Texto da página:
● ● ● ● ● ● ●

A Revista Sociedade Militar obteve acesso, por meio de fontes anônimas e canais oficiais, a diversos documentos restritos relacionados com uma tentativa das Forças Armadas de influenciar em um processo legislativo. Elaborados por setores do Exército Brasileiro dedicados a inteligência e monitoramento de mídias sociais, tudo indica que os relatórios tinham como objetivo principal gerar informações embasar ações para facilitar a aprovação de um projeto de lei de interesse da cúpula armada.
Extratos de alguns desses documentos foram publicados em artigos anteriores e alguns deles chamaram a atenção de políticos como Marcelo Freixo e Paulo Ramos. O ministro da defesa já respondeu a uma solicitação de informações gerada na mesa diretora da Câmara dos Deputados, mas não havia entregue cópias dos relatórios. Parlamentares e advogados ouvidos pela Revista Sociedade Militar destacaram que a ação pode se configurar como uma interferência irregular das Forças Armadas e – portanto – do poder Executivo, no trâmite de um processo legislativo.
Por meio de ferramentas de inteligência artificial para busca e análise na internet e mídias sociais, divisões do Exército Brasileiro, com destinação constitucional ligada à defesa nacional, aparentemente foram deslocados para monitorar os atores envolvidos no processo legislativo e gerar sugestões de ações estratégicas a serem empreendidas pelos setores de comunicação social do Ministério de Defesa, sempre com o objetivo de ampliar as chances de aprovação do projeto de lei 13.954 de 2019, conhecido como reestruturação das carreiras.

● ● ● ● ● ● ●

Dados:
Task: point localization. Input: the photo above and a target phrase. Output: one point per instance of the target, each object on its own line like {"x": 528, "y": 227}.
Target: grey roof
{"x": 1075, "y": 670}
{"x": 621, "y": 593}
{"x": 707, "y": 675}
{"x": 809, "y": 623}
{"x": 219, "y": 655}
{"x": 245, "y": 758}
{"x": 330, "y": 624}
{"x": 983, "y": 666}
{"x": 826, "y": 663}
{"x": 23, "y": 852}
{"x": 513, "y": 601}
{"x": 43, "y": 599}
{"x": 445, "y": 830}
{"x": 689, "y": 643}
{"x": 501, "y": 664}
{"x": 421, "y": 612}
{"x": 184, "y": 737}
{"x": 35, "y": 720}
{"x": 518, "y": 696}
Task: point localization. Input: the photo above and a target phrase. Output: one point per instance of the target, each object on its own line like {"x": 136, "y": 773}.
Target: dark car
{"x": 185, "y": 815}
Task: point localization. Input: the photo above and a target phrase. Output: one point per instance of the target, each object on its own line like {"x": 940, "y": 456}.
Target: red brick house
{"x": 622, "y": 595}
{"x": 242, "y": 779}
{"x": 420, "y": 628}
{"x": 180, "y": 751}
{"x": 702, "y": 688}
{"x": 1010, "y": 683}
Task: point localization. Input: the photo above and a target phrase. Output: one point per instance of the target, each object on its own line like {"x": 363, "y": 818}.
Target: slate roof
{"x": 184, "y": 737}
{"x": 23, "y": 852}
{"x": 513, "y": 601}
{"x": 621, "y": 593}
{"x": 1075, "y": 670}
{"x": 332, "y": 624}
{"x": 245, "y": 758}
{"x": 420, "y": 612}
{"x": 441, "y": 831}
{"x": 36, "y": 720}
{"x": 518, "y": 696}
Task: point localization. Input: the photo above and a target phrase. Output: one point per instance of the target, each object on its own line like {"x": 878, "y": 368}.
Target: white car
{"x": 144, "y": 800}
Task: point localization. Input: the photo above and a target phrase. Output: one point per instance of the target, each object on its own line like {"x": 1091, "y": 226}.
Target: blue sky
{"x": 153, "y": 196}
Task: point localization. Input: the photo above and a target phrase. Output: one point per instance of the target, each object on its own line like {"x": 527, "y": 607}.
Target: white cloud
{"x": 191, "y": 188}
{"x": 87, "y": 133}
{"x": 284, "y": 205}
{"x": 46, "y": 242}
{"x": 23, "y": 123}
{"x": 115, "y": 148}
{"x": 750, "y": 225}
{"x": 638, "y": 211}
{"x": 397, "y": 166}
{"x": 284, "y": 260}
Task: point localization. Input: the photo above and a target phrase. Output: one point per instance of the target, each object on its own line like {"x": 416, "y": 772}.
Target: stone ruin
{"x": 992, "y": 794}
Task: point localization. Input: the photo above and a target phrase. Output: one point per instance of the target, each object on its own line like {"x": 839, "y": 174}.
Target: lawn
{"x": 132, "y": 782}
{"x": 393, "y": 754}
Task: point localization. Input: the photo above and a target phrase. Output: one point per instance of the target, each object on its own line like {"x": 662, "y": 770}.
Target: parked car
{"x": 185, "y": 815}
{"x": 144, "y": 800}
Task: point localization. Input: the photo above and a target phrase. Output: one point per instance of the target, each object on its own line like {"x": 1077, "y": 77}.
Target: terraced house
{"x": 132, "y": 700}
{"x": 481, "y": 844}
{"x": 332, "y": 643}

● ● ● ● ● ● ●

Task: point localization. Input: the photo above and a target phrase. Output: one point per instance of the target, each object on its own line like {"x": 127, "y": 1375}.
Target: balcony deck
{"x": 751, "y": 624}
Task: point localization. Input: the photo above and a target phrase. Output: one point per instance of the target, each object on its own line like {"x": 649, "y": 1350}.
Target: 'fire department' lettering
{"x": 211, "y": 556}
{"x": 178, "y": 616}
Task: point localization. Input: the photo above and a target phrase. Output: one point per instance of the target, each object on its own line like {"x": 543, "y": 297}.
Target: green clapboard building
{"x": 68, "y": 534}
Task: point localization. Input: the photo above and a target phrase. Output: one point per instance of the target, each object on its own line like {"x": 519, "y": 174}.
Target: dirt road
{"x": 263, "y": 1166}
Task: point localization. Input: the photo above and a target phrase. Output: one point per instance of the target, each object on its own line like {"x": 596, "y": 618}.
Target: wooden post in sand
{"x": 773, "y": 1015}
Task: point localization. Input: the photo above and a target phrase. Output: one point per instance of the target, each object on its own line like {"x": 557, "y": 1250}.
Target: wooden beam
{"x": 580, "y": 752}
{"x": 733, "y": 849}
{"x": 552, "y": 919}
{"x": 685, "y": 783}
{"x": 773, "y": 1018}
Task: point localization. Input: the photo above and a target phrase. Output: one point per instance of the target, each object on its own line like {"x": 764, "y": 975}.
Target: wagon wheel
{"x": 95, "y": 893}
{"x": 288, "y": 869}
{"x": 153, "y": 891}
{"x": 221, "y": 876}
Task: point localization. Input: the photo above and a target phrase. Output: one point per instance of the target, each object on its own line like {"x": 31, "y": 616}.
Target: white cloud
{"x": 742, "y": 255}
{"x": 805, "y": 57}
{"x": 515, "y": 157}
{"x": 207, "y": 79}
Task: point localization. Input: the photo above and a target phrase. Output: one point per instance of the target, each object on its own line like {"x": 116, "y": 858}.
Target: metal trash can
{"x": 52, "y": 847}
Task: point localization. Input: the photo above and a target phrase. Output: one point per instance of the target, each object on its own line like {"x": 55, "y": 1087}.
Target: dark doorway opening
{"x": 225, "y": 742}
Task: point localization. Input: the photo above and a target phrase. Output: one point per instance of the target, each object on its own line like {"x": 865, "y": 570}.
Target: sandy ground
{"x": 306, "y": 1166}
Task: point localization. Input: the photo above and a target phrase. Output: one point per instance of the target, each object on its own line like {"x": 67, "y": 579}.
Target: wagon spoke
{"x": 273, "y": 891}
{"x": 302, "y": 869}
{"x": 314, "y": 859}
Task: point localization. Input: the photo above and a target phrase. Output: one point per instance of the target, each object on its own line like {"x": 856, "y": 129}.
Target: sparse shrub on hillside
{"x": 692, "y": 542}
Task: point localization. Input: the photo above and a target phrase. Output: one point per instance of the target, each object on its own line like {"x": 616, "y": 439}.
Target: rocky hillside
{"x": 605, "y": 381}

● ● ● ● ● ● ●

O que fazer:
**a.** Devolva o trecho do texto sobre o monitoramento feito pelo Exército que vai de "A Revista Sociedade Militar obteve" até "da cúpula armada.", incluindo este último.
**b.** Traduza para o inglês esta frase do texto sobre o monitoramento feito pelo Exército: "O ministro da defesa já respondeu a uma solicitação de informações gerada na mesa diretora da Câmara dos Deputados, mas não havia entregue cópias dos relatórios."

Soluções por tarefa:
**a.**
A Revista Sociedade Militar obteve acesso, por meio de fontes anônimas e canais oficiais, a diversos documentos restritos relacionados com uma tentativa das Forças Armadas de influenciar em um processo legislativo. Elaborados por setores do Exército Brasileiro dedicados a inteligência e monitoramento de mídias sociais, tudo indica que os relatórios tinham como objetivo principal gerar informações embasar ações para facilitar a aprovação de um projeto de lei de interesse da cúpula armada.

**b.** The defense minister has already responded to a request for information generated by the presiding board of the Chamber of Deputies, but had not handed over copies of the reports.